--- Records for the task ---
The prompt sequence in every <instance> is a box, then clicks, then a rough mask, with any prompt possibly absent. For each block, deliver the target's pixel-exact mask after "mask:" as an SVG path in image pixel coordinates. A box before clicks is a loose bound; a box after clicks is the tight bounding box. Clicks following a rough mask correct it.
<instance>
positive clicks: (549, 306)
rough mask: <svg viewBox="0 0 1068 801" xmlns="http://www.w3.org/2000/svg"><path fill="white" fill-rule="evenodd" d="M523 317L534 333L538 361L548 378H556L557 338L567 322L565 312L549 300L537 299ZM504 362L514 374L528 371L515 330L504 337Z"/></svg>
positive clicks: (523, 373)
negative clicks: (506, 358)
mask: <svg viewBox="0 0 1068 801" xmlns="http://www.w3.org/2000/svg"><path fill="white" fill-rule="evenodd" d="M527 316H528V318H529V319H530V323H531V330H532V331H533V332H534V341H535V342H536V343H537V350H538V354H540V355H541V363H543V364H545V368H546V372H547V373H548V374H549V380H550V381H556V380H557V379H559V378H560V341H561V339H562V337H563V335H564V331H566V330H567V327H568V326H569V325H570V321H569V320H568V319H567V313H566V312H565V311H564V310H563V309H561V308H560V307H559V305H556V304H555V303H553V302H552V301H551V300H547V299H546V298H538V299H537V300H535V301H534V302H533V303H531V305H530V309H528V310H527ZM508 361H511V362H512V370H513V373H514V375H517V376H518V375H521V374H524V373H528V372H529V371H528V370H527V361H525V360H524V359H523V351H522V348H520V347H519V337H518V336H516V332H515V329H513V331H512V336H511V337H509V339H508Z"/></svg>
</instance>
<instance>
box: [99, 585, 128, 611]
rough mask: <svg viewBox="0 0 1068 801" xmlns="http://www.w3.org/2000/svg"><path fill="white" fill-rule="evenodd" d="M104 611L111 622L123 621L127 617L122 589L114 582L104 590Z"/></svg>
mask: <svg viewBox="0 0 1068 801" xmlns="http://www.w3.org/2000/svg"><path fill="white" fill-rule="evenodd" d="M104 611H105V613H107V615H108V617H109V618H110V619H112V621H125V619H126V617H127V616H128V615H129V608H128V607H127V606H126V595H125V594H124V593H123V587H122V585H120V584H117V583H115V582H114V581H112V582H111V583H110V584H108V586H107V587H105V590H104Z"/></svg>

--- Exercise aim ---
How many of the lines above hold the word "positive"? State that number and nothing else.

--- Written response ---
2